What the task asks »
Locate every line in the entries below that contains the word "white", and copy each of those lines.

Records from a collection:
- - - - -

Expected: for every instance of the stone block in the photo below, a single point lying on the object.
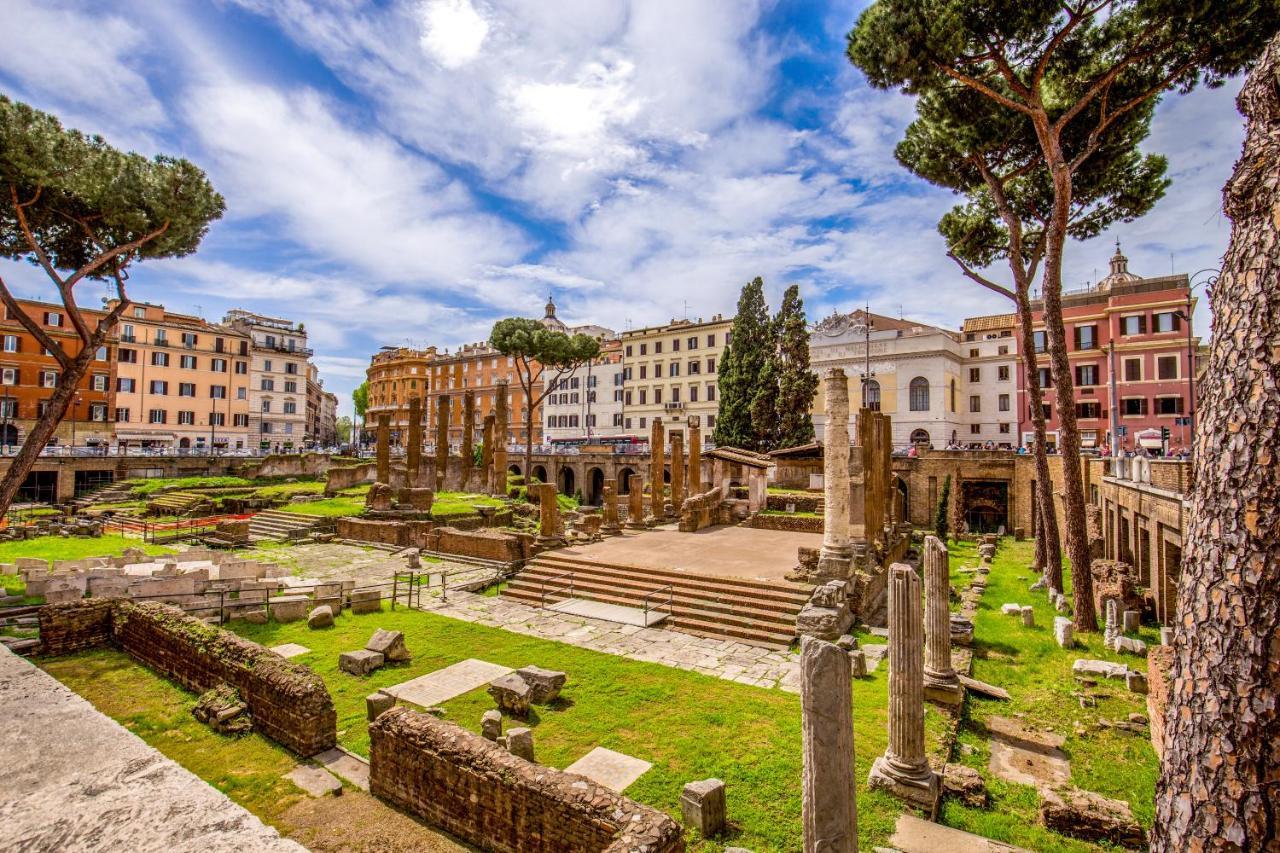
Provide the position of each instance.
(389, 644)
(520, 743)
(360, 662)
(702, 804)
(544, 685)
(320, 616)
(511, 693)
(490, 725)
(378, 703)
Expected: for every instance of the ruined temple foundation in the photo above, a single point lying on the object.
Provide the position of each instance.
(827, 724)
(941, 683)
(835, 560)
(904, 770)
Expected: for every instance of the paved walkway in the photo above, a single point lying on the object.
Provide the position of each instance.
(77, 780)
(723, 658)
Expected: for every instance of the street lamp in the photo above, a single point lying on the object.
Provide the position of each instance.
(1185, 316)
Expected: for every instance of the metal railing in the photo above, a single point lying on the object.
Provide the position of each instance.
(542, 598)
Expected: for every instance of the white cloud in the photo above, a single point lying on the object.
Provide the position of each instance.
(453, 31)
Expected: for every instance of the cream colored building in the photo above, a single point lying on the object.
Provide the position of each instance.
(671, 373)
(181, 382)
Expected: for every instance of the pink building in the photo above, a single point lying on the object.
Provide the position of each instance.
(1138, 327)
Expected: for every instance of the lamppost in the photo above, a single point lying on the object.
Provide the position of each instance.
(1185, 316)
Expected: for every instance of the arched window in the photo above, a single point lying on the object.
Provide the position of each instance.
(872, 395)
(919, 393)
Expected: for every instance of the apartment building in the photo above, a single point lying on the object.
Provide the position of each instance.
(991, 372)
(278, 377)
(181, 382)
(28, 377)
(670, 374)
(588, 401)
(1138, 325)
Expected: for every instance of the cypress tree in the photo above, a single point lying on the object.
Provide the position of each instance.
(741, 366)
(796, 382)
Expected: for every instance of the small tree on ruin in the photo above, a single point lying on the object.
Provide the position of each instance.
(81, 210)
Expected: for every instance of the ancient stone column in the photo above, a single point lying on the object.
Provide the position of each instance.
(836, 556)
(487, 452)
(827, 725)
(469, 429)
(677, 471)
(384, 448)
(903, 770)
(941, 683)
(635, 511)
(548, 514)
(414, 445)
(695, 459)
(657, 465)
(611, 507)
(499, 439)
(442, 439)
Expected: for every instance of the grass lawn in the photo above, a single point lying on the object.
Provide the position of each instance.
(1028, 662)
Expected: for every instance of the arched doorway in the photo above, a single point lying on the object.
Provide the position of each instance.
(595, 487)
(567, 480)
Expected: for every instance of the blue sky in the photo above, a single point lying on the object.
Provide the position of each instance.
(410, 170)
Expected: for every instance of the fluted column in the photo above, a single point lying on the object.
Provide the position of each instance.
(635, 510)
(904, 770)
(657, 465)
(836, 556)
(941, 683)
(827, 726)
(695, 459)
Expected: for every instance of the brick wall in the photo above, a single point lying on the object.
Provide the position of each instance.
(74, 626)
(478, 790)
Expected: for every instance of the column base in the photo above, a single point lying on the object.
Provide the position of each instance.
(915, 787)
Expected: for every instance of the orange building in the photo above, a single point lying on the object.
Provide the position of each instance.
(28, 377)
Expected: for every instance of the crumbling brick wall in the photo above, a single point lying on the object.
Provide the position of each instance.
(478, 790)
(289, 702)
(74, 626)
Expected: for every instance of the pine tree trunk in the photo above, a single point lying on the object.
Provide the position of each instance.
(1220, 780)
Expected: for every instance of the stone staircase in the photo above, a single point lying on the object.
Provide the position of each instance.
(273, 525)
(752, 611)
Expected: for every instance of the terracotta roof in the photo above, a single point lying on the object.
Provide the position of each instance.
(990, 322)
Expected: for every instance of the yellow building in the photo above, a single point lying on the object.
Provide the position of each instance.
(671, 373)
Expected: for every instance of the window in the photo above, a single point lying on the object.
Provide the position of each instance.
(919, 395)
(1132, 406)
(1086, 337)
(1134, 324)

- - - - -

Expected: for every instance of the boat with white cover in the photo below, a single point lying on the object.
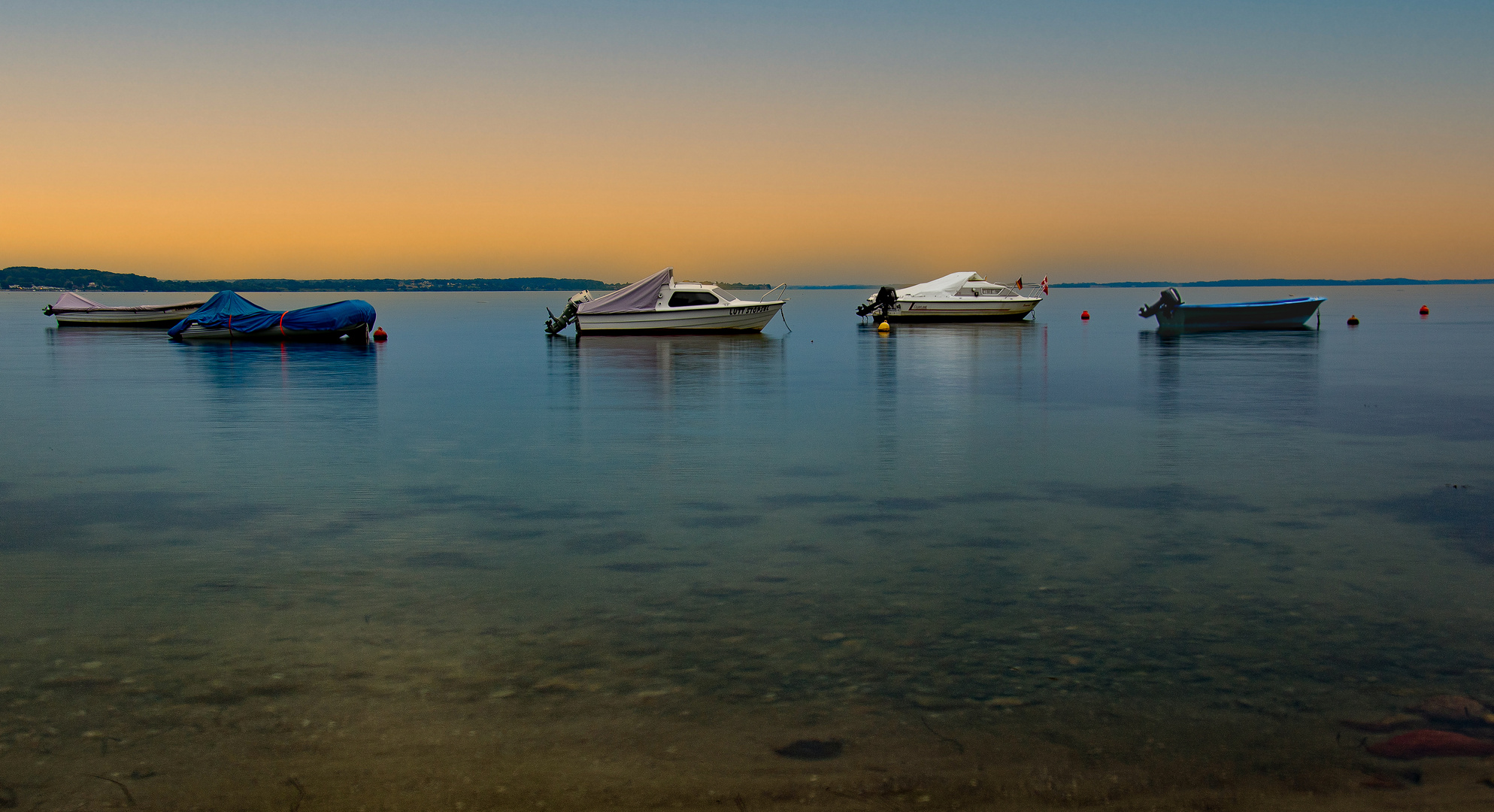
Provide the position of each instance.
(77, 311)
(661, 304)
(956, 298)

- - - - -

Response to this exercise »
Expected: for every instance of the white cloud in the photo above, a single point lying on the object.
Expected: for every instance of the boat with white cover in the photo below, a single point lying on the object.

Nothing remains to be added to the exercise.